- [What you will do]
From the line with "# point at: white tub" through the final line below, restate each line word for word and return nothing else.

- [Data]
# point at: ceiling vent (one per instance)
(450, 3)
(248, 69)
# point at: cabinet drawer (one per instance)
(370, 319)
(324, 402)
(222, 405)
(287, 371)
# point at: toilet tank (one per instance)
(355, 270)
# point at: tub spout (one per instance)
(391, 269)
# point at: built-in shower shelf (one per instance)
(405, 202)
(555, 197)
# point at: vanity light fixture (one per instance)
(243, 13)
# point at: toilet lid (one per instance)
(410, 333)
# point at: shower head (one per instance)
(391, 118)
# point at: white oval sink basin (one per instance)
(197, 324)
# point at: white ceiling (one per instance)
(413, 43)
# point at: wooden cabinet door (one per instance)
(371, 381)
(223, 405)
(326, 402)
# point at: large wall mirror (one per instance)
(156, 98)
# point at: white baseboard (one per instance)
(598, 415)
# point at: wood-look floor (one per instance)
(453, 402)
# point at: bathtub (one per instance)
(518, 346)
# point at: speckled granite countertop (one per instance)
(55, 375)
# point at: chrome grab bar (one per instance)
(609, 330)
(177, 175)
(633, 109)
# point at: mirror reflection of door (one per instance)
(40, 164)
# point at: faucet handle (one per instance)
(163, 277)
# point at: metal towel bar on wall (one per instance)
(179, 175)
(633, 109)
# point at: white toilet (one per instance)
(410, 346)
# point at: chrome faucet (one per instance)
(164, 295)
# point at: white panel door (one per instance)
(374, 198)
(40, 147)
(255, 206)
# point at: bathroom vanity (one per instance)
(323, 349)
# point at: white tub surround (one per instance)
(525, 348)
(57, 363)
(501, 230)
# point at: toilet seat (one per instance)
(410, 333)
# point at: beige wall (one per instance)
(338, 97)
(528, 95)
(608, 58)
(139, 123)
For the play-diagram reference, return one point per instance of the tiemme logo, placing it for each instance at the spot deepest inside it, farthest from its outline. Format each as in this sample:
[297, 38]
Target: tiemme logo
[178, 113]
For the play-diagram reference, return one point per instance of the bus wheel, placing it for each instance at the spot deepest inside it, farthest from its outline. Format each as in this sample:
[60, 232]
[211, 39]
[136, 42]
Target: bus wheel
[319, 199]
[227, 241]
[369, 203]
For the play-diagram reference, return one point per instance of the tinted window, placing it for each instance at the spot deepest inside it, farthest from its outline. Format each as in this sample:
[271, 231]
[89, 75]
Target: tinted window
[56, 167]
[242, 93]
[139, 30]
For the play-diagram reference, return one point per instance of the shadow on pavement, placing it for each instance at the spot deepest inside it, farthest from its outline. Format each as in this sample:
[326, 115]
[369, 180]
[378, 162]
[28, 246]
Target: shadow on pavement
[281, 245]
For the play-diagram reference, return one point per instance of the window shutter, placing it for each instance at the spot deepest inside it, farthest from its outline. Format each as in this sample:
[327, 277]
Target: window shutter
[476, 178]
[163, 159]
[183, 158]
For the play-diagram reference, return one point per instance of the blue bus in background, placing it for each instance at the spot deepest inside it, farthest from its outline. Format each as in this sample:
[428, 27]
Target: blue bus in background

- [Written answer]
# point at: white tub surround (one per instance)
(525, 348)
(57, 363)
(501, 230)
# point at: toilet seat (one per instance)
(410, 333)
# point at: beige wall (one per instance)
(338, 97)
(528, 95)
(608, 58)
(139, 123)
For the play-diagram reference, return one point per instance of the tiemme logo, placing it for each instance at the spot deepest inside it, farthest from its outline. Format each as in this sample:
[297, 38]
Target: tiemme logo
[178, 113]
For the play-diagram reference, return one point per instance of the bus wheel, placing it for each instance at the spot deepest inside it, farthest from its outline. Format each as in this sample:
[60, 232]
[211, 39]
[136, 42]
Target: bus wheel
[319, 199]
[227, 241]
[369, 203]
For the play-diagram reference, return one point per instance of the tinted window, placing it for each instance at the spot deepest inside it, farthest from its outline. Format each as in this sample:
[271, 231]
[89, 75]
Target: tinted window
[56, 167]
[242, 93]
[139, 30]
For the play-diagram reference, return one point per instance of the shadow on pavement, placing it for each instance at the spot deepest inside it, farthest from its outline. Format each as in this sample:
[326, 115]
[369, 180]
[378, 162]
[28, 246]
Target: shadow on pavement
[281, 245]
For the play-diagram reference, return one point per instance of the window shutter, placing it for each instance at the spot deepest inside it, farthest from its outline. Format each as in this sample:
[327, 277]
Target: window shutter
[476, 178]
[163, 159]
[183, 158]
For the play-diagram reference, return one point per instance of the blue bus in background, placing it for each instance at the spot deepest inside it, farthest from its outline. Format each as in this sample:
[428, 27]
Target: blue bus in background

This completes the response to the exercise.